_Extract to read:_

Non-interest income was more than $20.8 million for the third quarter of 2001, a
26% increase over the $16.6 million in the third quarter of 2000. Included in
the current year amount was a pre-tax gain of approximately $520,000 related to
the sale of a branch office facility in Naples, Florida. The facility was closed
as planned following the affiliation of Citizens Community Bancorp Inc. in April
of 2001. For the first nine months of 2001, non-interest income was $59.5
million, up 30% over the same period a year ago.

Non-interest expense for the quarter, excluding merger-related and other
nonrecurring charges, was $40.4 million, up 7% from the $37.7 million in the
third quarter of 2000. For the first nine months of 2001, non-interest expense,
excluding merger-related and other nonrecurring charges, was $128.4 million, up
16% over the same period a year ago. The increase in non-interest expense mainly
reflects the company's expansion into insurance, wealth management and other
fee-based lines of business during the second half of 2000.

(Pointing listing)
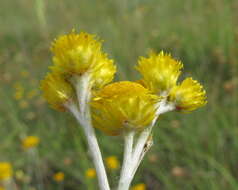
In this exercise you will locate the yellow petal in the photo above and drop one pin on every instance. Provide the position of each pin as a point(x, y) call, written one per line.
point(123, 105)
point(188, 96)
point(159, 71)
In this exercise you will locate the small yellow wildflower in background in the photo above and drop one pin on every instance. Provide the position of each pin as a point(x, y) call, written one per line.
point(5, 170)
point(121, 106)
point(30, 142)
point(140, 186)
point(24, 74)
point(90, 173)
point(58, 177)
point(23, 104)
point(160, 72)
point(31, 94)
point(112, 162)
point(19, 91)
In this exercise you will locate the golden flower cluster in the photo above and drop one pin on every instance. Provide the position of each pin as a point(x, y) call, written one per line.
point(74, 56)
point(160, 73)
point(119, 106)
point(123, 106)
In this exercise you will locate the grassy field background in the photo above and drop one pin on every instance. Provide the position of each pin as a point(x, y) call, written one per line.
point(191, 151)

---

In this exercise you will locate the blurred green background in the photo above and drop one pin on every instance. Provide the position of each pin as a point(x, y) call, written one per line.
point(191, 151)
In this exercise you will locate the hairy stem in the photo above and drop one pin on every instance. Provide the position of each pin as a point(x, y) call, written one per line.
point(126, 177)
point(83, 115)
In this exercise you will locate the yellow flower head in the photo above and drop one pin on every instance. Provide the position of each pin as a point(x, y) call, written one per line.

_Directions:_
1 > Translate this sentence from the quarterly income text into Spanish: "The facility was closed as planned following the affiliation of Citizens Community Bancorp Inc. in April of 2001."
2 > From the pointing listing, copy the lines starting at the line that contains "In this exercise you will locate the hairy" and ending at the line that contains "point(83, 115)", both included.

_Full solutions:_
1 > Las instalaciones se cerraron según lo previsto tras la afiliación de Citizens Community Bancorp Inc. en abril de 2001.

2 >
In this exercise you will locate the hairy stem in the photo above and drop one pin on every instance. Provide the position of each pin as a point(x, y) call, written one per line.
point(126, 177)
point(83, 115)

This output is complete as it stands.